- [Excerpted passage]

******************************

As Turkey prepares to deal a final blow to the Kurdistan Workers’ Party (PKK), which it has largely decimated in recent years, the outlawed militant group is in a tight spot, not only militarily but also internationally. The meltdown of its public support among Kurds coupled with the rise of the Syrian Democratic Forces (SDF) in Syria have raised questions about whether the PKK is at the end of the road.
The group has been seeking to strengthen its positions around Sinjar in northern Iraq, where it deployed following attacks by the Islamic State in Iraq and the Levant (ISIL), while Turkey is looking to lay the groundwork for an operation. Turkey is determined not to allow the PKK to become entrenched in Sinjar, a strategic transit location between Iraq and Syria. The region brings both opportunities for the group, which seeks to mobilize as a regional power spanning the two countries, and vulnerabilities since its mainly flat topography facilitates potential operations by the Turkish army.
Defense Minister Hulusi Akar and Chief of General Staff Gen. Yaşar Güler visited Iraq last month to secure the approval of the central Iraqi government. Within 36 hours they had nine meetings, including with President Barham Salih and high-level officials from the Kurdistan Regional Government (KRG). The visit was reportedly aimed at testing the water for an operation in Sinjar.
In an interview with Deutsche Welle Turkish, James Jeffrey, the former US special envoy to Syria, said he does not believe the SDF poses a threat to Turkey since the region in which they’re located is not mountainous but flat. Jeffrey said a de facto PKK territory, like that around the Qandil Mountains in northern Iraq, would not be in the interest of the US or Russia. However, Turkey insists that the SDF is a terrorist organization and the Syrian branch of the PKK.
Academic Vahap Coşkun, in a column published on the Serbestiyet platform, underlined that the PKK’s presence in Sinjar bothers not only Turkey but also the Iraqi central government and the KRG. According to Coşkun, while the Iraqi government and the KRG have some reservations with regards to a possible Turkish military incursion, there will be no strong reactions, including from the US, if Turkey proceeds with its plans. The Diyarbakır-based scholar, who closely follows Kurdish-related matters, believes that while the SDF has garnered international legitimacy, bleak days await the PKK.
“The situation is getting increasingly difficult for the PKK as both international and regional balances of power work to their disadvantage. In the current outlook, the PKK has no role. It must either seek to change the state of affairs, or face harder days,” he said.
New technologies decimated the PKK
The PKK carried out its last important attacks in Turkey in 2015. After deadly bombings in large cities that claimed the lives of many civilians, the conflict focused on Kurdish-majority towns such as Diyarbakır, Hakkari, Batman and Cizre. The government’s military response led to clashes that wiped some urban areas off the map. Since their defeat during those clashes, the PKK has been able to attack only a few times.

******************************

- [Provided material]
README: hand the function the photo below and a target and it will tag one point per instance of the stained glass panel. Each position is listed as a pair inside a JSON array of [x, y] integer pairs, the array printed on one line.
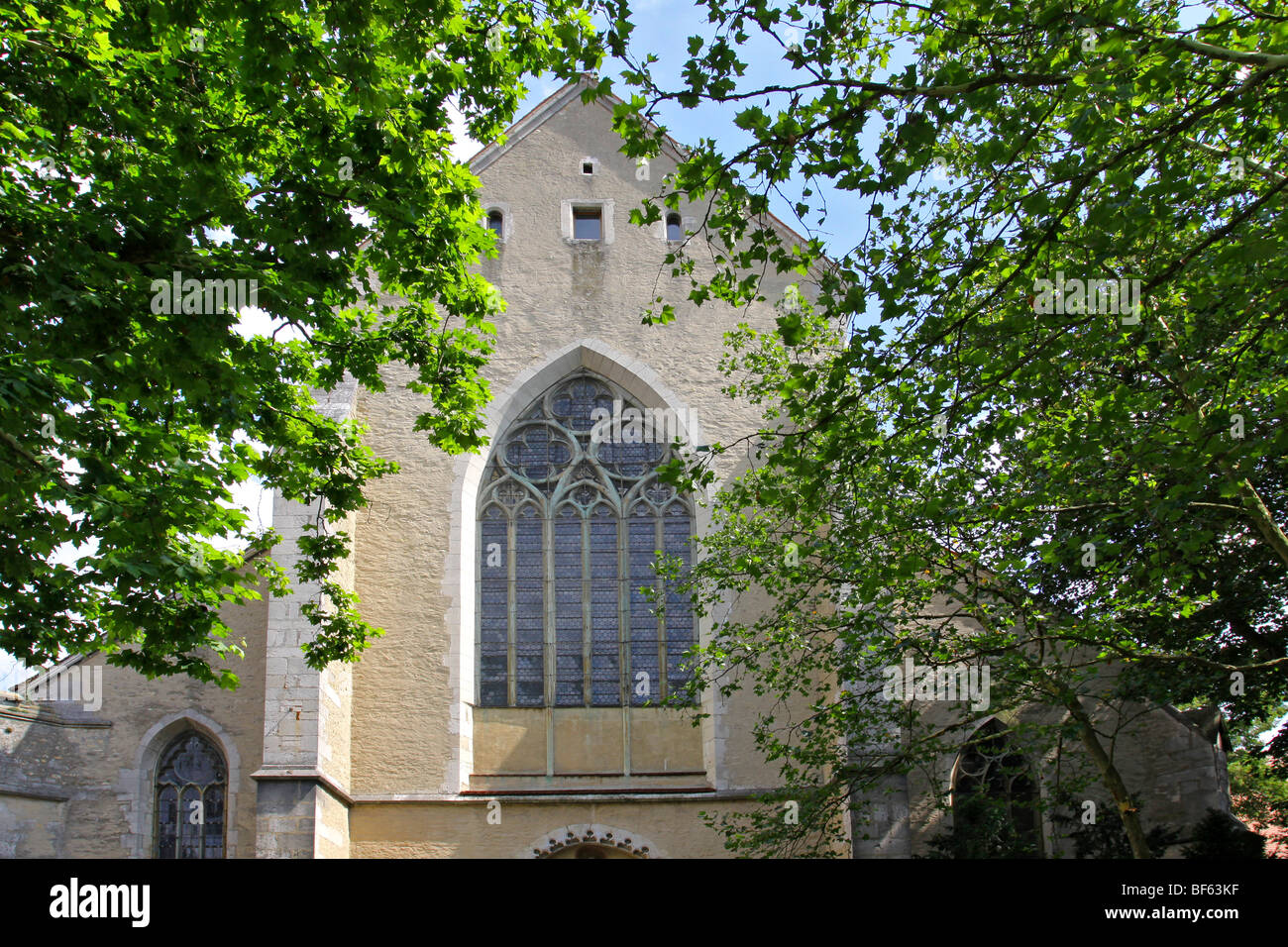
[[555, 489]]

******************************

- [Problems]
A. In the article on the PKK, how many meetings did Hulusi Akar and Yaşar Güler hold in Iraq within 36 hours?
B. List the Kurdish-majority towns that the article on the PKK names as places where the conflict focused after the 2015 bombings.
C. Extend the article on the PKK from the point where it stops.

- [Answers to each task]
A. Nine meetings.

B. Diyarbakır, Hakkari, Batman and Cizre.

C.
The Turkish Armed Forces (TSK) enjoys an almost limitless budget in its technological investments against the PKK. Turkey’s homemade drones have replaced those leased from Israel and the US, while its increasingly mine-resistant vehicles have protected it against attacks by the PKK. Another advantage of the TSK was the deployment of some PKK militants to Syria to combat ISIL.
Not as popular among Kurds as it used to be
The PKK’s strategy to carry the conflict to cities led to anger among the Kurds, who blamed the PKK as much as they blamed the state for the destruction of their hometowns. The PKK’s recruitment efforts have plummeted compared to the past.
Two figures are particularly popular these days among young Kurds: SDF General Mazloum Abdi, known for his victories against ISIL in Syria, and Selahattin Demirtaş, a politician currently imprisoned in Turkey.
Demirtaş’s popularity has surpassed that of Abdullah Öcalan, the leader of the PKK who has been behind bars in Turkey for more than 20 years. Demirtaş, who at the helm of the Peoples’ Democratic Party (HDP) garnered an extraordinary 13 percent of the vote, also drew attention with his ability to attract Turkish voters as well. Once perceived as a potential rival to President Recep Tayyip Erdoğan, Demirtaş has been in jail for four years.
Demirtaş’s criticism of the PKK’s city warfare in 2015, which was an unprecedented development in Kurdish politics, opened a new avenue for Kurdish politics and established him as a strong political figure. At a court hearing in April 2018, Demirtaş said his remarks criticizing the PKK were censored on pro-Kurdish media.
International circumstances unfavorable to the PKK
While the PKK has been declining in power and support within Turkey, its situation in the international arena is no different. The US administration under the new President Joe Biden promises no brilliant future for the group, as Jeffrey expressed sympathy for Turkey’s fight against the PKK while taking a different position with regard to the SDF.
According to Coşkun, the US will not object to Turkey’s operations targeting the PKK.
“Almost all foreign affairs people in the administration, particularly President Biden himself, are well informed on the Kurdish issue. Their advocacy in favor of closer cooperation with Kurds in the Middle East is a common denominator. However, their attention is focused on Syrian Kurds and the SDF, which they want to build into an internationally acceptable posture. Indeed, Mazloum Abdi’s recent media declarations announced that they too are working with the new administration to that end. Yet the US will not oppose or react harshly to a Turkish operation in Iraq against the PKK. What the US is interested in in Iraq is the KRG, which it aims to bolster. So they will not object to an operation that could directly or indirectly strengthen the KRG’s position. They could even support it.”